* **Task objective**
From the material below, copy each line that holds the word "green".

▶

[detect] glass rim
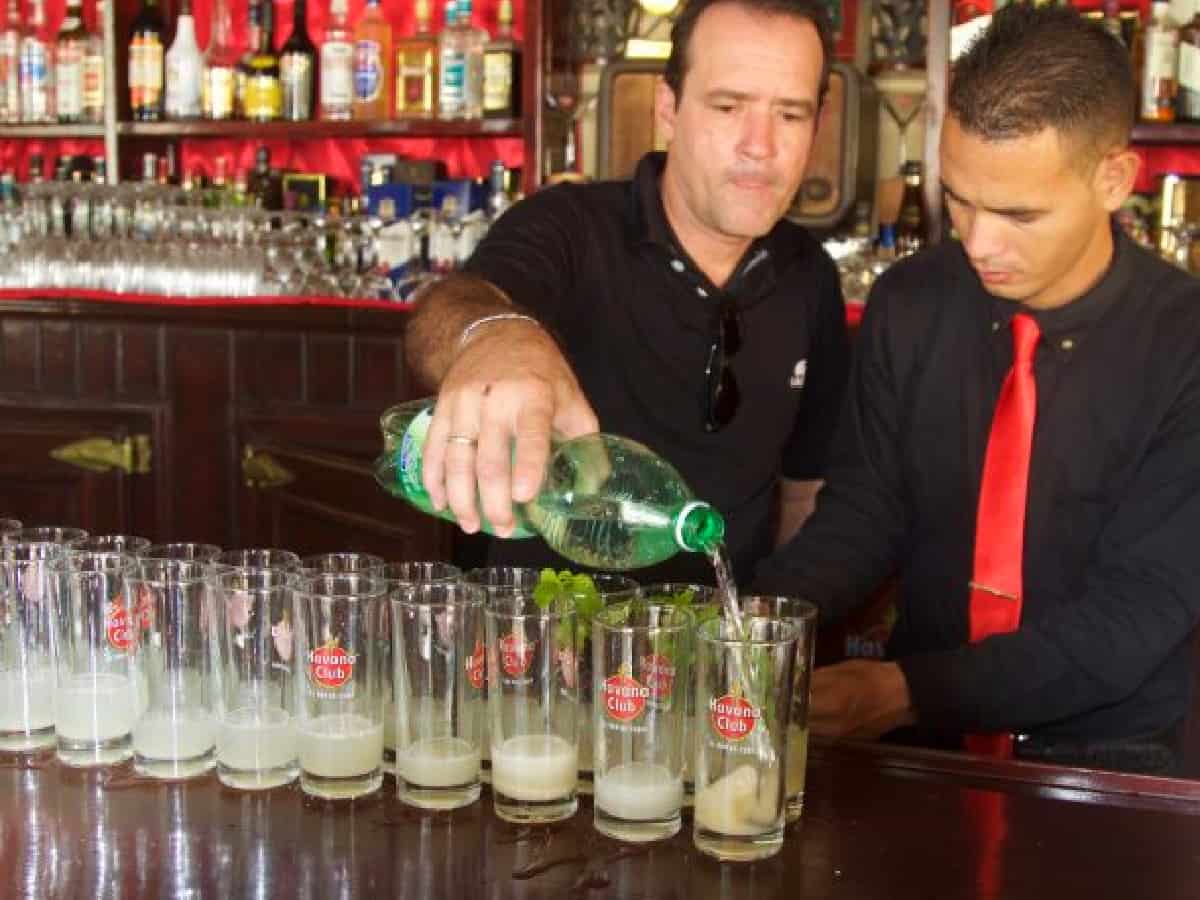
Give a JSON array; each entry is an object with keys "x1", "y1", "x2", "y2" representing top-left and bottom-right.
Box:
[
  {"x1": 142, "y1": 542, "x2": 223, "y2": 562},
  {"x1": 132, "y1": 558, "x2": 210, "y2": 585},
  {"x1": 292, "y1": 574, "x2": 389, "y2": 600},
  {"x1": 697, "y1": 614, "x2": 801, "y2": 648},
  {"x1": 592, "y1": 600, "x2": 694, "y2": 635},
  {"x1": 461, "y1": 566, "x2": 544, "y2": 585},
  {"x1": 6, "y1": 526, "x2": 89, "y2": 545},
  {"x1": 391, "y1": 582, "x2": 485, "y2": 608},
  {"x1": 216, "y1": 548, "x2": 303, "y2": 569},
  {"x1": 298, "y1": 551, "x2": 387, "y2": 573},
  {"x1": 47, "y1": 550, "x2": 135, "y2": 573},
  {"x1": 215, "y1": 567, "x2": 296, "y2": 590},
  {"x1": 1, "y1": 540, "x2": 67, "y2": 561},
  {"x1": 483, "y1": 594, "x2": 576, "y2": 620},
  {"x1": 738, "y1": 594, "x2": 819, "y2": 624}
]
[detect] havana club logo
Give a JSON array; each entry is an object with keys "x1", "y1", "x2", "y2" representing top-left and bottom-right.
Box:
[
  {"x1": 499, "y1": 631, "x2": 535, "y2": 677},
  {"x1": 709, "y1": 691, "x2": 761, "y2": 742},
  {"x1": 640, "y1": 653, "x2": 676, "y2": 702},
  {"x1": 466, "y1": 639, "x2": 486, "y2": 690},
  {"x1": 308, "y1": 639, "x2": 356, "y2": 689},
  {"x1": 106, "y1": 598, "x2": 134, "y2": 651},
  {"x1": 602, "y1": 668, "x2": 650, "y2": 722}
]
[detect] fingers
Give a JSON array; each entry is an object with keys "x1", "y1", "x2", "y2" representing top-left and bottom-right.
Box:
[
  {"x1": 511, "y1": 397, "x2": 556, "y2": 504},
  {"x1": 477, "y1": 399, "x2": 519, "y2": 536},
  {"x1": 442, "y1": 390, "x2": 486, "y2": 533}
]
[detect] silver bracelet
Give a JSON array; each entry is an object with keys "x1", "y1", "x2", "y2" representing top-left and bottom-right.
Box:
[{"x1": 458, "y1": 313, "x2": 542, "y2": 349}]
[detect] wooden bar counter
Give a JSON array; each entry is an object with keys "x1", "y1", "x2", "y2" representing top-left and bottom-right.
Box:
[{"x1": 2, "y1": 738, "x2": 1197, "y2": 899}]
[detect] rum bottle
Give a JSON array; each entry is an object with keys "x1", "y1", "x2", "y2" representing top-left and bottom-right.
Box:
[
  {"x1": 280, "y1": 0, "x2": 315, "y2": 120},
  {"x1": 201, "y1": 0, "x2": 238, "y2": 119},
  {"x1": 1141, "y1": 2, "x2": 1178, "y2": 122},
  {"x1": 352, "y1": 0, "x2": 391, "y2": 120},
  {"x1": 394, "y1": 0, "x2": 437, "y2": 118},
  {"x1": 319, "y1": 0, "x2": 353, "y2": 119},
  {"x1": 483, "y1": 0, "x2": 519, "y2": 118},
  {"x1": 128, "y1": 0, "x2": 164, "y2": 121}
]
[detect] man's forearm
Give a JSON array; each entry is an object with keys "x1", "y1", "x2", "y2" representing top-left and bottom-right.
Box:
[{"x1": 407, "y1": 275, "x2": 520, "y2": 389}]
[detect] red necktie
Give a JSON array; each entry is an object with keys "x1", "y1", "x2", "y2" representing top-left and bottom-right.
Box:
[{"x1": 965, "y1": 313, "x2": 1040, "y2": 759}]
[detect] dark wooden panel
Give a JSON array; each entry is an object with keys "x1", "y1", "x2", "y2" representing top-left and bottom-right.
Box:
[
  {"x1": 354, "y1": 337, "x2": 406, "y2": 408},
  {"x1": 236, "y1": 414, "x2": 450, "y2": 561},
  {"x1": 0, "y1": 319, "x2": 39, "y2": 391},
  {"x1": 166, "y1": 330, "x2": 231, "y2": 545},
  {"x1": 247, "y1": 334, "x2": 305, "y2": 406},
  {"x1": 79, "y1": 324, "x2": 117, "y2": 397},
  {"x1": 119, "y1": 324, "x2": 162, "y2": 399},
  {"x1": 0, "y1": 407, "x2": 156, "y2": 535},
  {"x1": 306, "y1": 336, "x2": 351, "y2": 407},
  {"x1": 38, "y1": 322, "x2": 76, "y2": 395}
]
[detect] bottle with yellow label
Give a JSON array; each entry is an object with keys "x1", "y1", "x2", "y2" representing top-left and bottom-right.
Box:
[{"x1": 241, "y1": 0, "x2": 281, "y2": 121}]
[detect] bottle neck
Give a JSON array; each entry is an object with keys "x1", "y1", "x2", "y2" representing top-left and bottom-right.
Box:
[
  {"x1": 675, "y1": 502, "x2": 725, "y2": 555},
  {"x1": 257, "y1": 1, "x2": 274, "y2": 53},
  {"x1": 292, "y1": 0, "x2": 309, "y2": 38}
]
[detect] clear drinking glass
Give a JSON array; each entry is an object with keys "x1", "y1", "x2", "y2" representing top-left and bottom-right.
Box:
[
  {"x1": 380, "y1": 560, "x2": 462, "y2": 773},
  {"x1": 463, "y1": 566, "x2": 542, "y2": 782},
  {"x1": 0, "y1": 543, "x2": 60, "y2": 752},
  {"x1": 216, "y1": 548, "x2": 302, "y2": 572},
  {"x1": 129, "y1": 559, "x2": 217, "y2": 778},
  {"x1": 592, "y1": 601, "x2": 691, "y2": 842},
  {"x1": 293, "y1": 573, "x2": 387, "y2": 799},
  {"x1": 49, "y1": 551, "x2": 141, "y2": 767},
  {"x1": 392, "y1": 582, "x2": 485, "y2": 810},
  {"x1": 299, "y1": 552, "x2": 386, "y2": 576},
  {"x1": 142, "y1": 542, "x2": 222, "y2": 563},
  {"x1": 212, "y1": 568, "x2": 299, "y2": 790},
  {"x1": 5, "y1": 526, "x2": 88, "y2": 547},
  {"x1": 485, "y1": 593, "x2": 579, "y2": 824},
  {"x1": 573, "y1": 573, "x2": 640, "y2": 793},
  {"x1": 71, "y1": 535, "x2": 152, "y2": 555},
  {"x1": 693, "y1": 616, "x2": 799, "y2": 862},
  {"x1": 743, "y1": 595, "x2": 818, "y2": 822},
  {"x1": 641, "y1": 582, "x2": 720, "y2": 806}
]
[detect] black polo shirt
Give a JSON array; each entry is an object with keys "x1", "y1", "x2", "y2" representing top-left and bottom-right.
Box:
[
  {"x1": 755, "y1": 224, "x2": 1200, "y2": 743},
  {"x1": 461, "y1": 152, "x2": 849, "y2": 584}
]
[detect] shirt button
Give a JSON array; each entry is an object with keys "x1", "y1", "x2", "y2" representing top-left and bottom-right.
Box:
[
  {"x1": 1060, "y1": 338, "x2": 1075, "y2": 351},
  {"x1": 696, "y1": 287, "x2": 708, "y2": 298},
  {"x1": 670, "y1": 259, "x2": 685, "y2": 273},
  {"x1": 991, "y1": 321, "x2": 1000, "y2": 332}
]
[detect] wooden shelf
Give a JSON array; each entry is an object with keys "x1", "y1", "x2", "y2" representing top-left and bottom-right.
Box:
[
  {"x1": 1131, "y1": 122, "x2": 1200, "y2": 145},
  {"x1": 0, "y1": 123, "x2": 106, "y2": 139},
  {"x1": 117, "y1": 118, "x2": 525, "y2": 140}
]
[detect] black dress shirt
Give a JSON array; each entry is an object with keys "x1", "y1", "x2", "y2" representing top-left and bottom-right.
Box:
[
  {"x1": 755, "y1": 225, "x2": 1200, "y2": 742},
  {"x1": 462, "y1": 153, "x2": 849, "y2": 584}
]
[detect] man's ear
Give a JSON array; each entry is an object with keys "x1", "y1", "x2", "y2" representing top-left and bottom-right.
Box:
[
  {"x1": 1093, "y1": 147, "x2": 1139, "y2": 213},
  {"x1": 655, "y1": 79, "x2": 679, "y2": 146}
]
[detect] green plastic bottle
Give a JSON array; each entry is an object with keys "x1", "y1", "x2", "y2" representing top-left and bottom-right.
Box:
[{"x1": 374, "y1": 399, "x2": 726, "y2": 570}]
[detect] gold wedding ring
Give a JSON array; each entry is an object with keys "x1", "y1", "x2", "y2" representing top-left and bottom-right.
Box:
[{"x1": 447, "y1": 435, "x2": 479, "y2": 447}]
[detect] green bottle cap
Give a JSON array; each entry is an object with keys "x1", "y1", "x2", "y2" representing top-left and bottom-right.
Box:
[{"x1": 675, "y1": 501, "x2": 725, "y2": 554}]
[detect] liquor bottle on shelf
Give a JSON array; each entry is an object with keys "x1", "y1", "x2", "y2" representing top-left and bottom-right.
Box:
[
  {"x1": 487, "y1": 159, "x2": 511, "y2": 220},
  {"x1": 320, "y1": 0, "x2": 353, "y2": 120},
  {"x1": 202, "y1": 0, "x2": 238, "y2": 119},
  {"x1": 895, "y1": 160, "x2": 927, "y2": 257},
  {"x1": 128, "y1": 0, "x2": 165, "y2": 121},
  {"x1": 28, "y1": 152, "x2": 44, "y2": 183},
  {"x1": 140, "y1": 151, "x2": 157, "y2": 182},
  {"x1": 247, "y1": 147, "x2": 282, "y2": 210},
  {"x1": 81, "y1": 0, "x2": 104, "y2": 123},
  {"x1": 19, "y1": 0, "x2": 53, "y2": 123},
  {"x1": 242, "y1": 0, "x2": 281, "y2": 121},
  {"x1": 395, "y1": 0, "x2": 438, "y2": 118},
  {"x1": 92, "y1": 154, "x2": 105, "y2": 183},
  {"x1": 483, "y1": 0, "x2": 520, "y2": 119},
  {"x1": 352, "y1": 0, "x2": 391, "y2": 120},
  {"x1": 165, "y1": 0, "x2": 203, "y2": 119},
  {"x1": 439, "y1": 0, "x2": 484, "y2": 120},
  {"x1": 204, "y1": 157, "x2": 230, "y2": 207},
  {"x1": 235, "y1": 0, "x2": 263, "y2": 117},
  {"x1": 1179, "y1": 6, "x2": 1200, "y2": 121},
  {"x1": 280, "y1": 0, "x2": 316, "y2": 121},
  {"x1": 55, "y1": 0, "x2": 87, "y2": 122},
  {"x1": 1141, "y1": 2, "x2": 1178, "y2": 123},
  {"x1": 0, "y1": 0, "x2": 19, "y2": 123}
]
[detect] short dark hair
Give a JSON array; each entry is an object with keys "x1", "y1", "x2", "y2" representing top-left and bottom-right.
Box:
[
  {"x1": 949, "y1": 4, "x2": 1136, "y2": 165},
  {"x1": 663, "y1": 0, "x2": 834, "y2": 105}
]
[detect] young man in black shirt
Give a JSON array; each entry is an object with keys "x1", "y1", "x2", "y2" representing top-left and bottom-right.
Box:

◀

* **Solution for this task**
[detect] green plastic bottle
[detect] green bottle cap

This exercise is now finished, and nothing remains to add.